• _The task_:
Gather every line in the entries below that contains the string "black" and copy each one out.

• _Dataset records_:
-- Start --
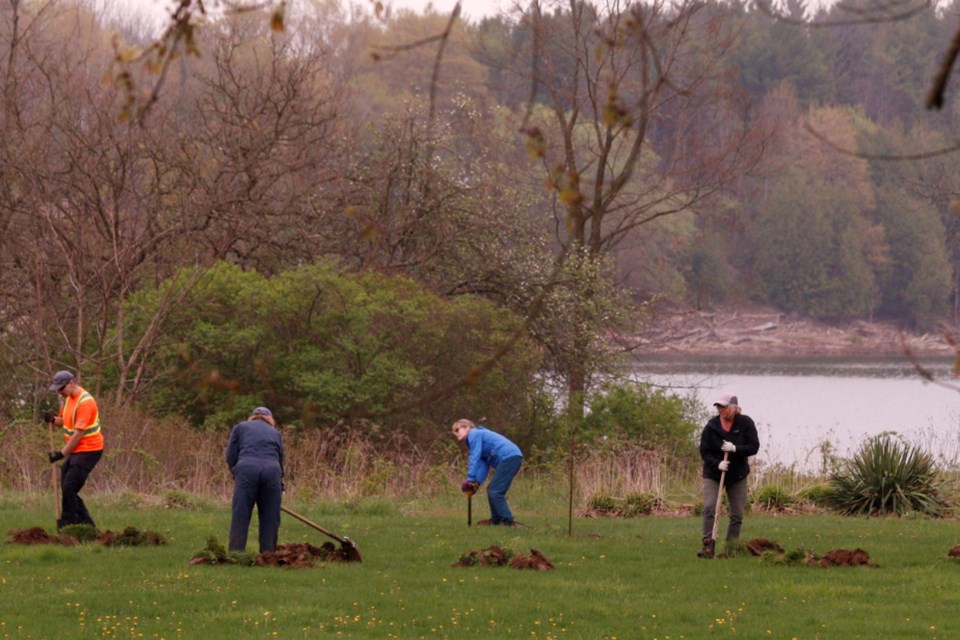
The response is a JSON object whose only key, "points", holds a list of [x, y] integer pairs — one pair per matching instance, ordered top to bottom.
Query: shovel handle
{"points": [[53, 477], [716, 510], [311, 524]]}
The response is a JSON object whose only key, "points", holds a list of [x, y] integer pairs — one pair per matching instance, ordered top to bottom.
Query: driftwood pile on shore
{"points": [[773, 333]]}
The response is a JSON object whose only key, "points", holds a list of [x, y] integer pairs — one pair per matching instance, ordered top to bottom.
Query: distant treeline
{"points": [[309, 216]]}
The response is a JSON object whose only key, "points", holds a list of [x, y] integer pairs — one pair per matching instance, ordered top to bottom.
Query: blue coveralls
{"points": [[490, 450], [255, 457]]}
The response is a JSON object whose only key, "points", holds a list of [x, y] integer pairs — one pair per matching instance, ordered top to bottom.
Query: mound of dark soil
{"points": [[38, 535], [130, 537], [758, 546], [301, 555], [495, 556], [846, 558]]}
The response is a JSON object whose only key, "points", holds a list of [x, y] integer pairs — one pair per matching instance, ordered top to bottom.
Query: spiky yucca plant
{"points": [[886, 476]]}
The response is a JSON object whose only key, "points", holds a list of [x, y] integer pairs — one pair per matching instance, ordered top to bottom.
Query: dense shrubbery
{"points": [[324, 348], [646, 416], [886, 476]]}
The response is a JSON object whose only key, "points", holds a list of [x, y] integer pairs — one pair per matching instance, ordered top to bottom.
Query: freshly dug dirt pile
{"points": [[38, 535], [130, 537], [758, 546], [301, 555], [495, 556], [846, 558]]}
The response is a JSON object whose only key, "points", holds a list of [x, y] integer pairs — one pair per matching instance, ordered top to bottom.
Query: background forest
{"points": [[387, 222]]}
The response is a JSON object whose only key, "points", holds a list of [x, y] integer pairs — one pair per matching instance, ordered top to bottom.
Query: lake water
{"points": [[799, 404]]}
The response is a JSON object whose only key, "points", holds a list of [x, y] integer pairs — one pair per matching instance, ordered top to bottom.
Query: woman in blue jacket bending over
{"points": [[490, 450], [255, 457]]}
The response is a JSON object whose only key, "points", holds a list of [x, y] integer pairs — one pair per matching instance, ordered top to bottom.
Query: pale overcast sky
{"points": [[471, 9]]}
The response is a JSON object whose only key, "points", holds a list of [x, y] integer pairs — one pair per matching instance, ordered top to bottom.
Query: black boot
{"points": [[709, 547]]}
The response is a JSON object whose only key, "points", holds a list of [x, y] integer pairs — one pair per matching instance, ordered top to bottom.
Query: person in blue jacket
{"points": [[490, 450], [255, 457]]}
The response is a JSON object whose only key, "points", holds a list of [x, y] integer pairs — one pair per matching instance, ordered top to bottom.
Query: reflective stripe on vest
{"points": [[92, 429]]}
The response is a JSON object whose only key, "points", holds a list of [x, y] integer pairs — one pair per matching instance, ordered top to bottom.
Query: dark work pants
{"points": [[73, 475], [256, 482], [497, 490], [736, 496]]}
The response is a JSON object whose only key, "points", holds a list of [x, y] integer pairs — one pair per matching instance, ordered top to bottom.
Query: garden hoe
{"points": [[712, 544], [347, 546]]}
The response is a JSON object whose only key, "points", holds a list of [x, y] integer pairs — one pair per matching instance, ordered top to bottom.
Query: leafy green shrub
{"points": [[346, 344], [656, 420], [886, 476], [817, 494], [774, 498], [133, 537], [216, 553]]}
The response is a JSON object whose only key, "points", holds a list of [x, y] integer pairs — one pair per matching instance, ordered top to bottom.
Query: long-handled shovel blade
{"points": [[54, 480], [716, 512], [347, 546]]}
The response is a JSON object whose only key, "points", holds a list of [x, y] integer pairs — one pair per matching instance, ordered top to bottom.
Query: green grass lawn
{"points": [[625, 579]]}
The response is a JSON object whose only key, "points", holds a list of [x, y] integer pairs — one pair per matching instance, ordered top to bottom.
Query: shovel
{"points": [[53, 477], [716, 511], [349, 549]]}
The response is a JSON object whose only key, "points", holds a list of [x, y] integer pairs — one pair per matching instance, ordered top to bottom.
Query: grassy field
{"points": [[627, 579]]}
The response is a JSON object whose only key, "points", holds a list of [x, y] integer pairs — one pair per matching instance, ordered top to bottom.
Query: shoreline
{"points": [[775, 334]]}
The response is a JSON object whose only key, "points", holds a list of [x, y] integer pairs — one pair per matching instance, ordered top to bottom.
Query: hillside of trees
{"points": [[403, 218]]}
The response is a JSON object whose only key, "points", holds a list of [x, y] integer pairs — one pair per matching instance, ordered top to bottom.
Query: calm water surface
{"points": [[799, 404]]}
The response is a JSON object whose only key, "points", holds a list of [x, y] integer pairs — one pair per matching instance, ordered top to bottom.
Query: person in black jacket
{"points": [[728, 439], [255, 457]]}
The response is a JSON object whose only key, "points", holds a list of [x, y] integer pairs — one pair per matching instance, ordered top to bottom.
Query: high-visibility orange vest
{"points": [[82, 408]]}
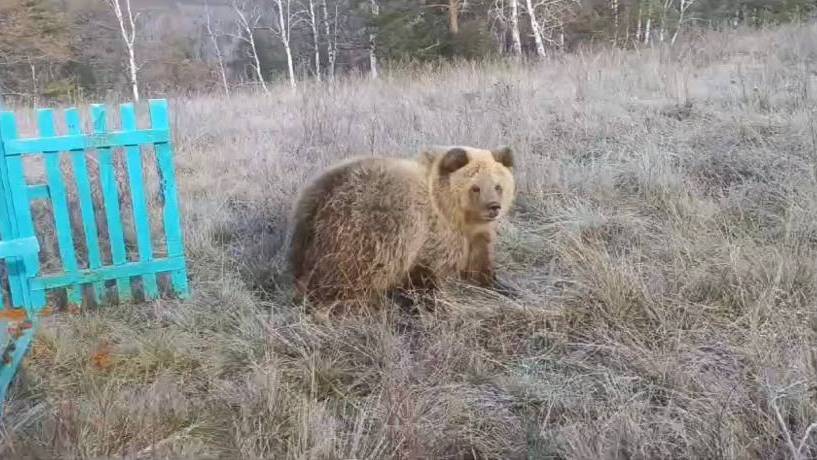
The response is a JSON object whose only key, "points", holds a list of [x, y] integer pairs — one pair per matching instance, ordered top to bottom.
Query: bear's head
{"points": [[473, 186]]}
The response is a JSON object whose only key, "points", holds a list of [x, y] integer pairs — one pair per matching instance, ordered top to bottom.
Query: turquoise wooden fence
{"points": [[86, 282]]}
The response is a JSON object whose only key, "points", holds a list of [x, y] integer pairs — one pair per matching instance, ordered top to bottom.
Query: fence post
{"points": [[19, 210], [8, 230]]}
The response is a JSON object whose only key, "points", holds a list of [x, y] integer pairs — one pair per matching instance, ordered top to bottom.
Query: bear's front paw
{"points": [[504, 288]]}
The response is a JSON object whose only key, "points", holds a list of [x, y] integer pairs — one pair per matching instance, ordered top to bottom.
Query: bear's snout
{"points": [[493, 209]]}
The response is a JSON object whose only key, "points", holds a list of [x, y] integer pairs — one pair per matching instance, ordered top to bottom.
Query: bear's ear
{"points": [[504, 156], [453, 160]]}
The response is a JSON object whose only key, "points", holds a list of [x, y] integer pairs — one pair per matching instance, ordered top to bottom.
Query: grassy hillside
{"points": [[664, 243]]}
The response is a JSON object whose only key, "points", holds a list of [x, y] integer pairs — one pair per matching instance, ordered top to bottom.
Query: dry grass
{"points": [[664, 243]]}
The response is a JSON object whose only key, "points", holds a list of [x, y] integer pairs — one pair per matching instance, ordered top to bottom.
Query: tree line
{"points": [[70, 49]]}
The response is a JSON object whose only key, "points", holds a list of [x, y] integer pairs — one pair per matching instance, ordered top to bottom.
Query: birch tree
{"points": [[682, 9], [249, 16], [287, 19], [514, 19], [547, 19], [313, 24], [648, 24], [127, 28], [536, 29], [331, 39], [372, 41], [219, 55]]}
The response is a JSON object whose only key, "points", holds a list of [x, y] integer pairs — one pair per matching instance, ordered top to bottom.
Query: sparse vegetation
{"points": [[664, 243]]}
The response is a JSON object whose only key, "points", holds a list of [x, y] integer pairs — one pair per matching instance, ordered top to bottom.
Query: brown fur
{"points": [[369, 225]]}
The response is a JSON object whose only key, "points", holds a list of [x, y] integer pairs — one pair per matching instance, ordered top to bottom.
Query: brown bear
{"points": [[370, 225]]}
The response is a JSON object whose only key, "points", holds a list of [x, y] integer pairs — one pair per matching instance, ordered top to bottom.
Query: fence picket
{"points": [[110, 195], [139, 201], [86, 202], [59, 203], [171, 214], [22, 223], [8, 230]]}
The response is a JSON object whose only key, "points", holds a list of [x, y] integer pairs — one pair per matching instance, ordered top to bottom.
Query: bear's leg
{"points": [[480, 265]]}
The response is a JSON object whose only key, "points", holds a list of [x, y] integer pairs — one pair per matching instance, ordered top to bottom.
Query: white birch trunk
{"points": [[685, 4], [614, 8], [313, 23], [648, 25], [247, 29], [536, 29], [128, 32], [284, 34], [330, 40], [516, 40], [372, 43], [217, 48]]}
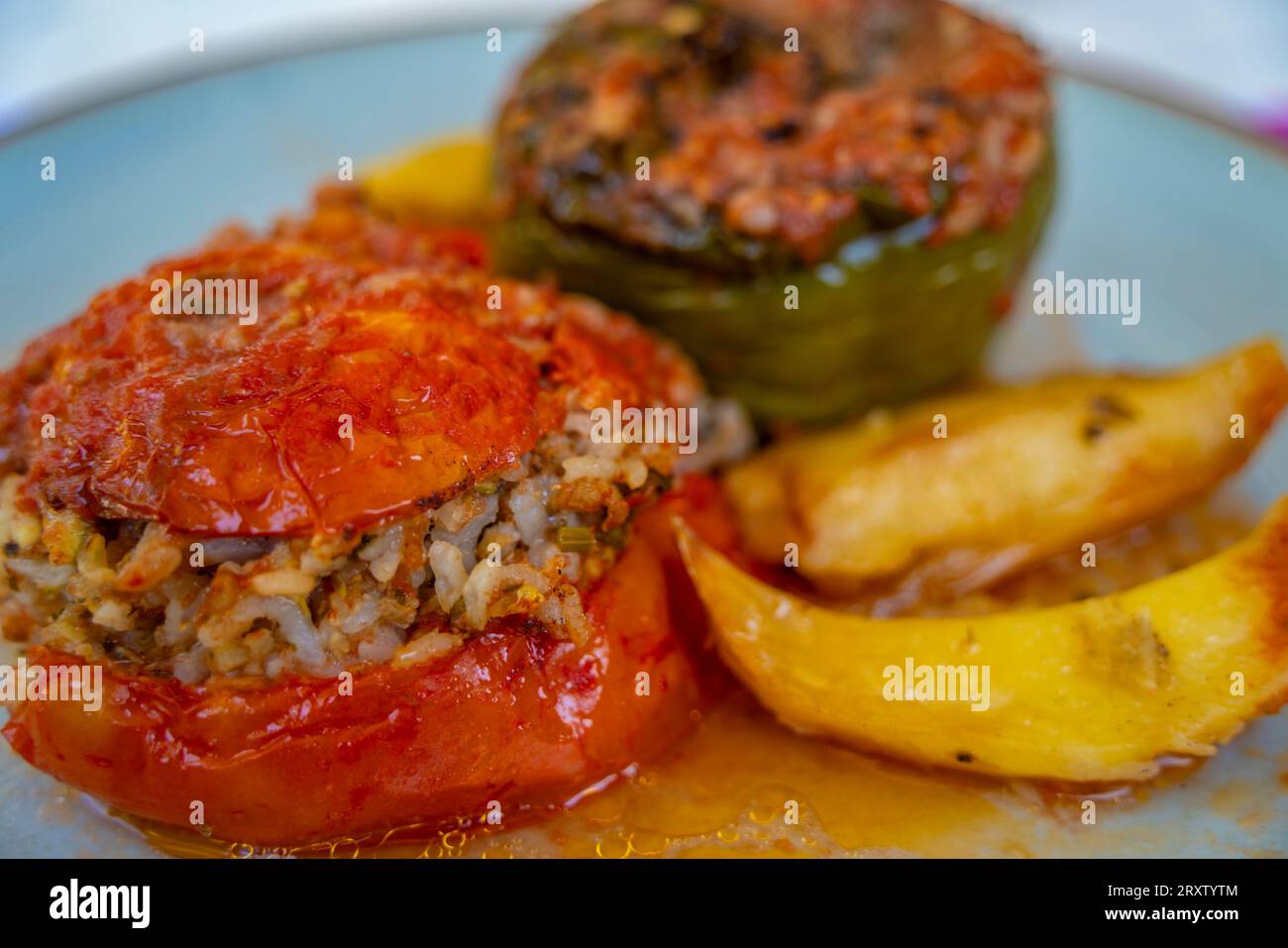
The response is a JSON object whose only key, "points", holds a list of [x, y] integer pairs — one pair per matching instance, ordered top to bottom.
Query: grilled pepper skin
{"points": [[791, 230], [888, 318]]}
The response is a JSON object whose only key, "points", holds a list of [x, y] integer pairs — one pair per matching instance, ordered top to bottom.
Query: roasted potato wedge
{"points": [[449, 180], [1021, 473], [1093, 690]]}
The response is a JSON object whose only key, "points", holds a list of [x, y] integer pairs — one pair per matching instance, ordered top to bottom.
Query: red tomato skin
{"points": [[515, 717]]}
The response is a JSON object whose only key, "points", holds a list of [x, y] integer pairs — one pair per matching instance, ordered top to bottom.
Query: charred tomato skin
{"points": [[384, 371], [514, 717]]}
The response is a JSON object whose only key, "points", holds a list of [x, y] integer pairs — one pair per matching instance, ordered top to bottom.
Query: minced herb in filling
{"points": [[522, 544]]}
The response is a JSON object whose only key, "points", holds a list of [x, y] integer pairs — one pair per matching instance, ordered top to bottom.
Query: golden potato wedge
{"points": [[446, 180], [1022, 473], [1093, 690]]}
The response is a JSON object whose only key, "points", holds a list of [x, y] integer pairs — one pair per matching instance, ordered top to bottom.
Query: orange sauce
{"points": [[743, 786]]}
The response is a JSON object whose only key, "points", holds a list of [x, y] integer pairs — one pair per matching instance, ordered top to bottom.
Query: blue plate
{"points": [[1145, 193]]}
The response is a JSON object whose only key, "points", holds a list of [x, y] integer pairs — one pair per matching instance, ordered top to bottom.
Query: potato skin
{"points": [[1021, 474], [1089, 691], [515, 716]]}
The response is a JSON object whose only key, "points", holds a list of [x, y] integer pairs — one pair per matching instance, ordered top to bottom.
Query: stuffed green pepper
-- End --
• _Answer in full_:
Query: black boot
Query: person in black jacket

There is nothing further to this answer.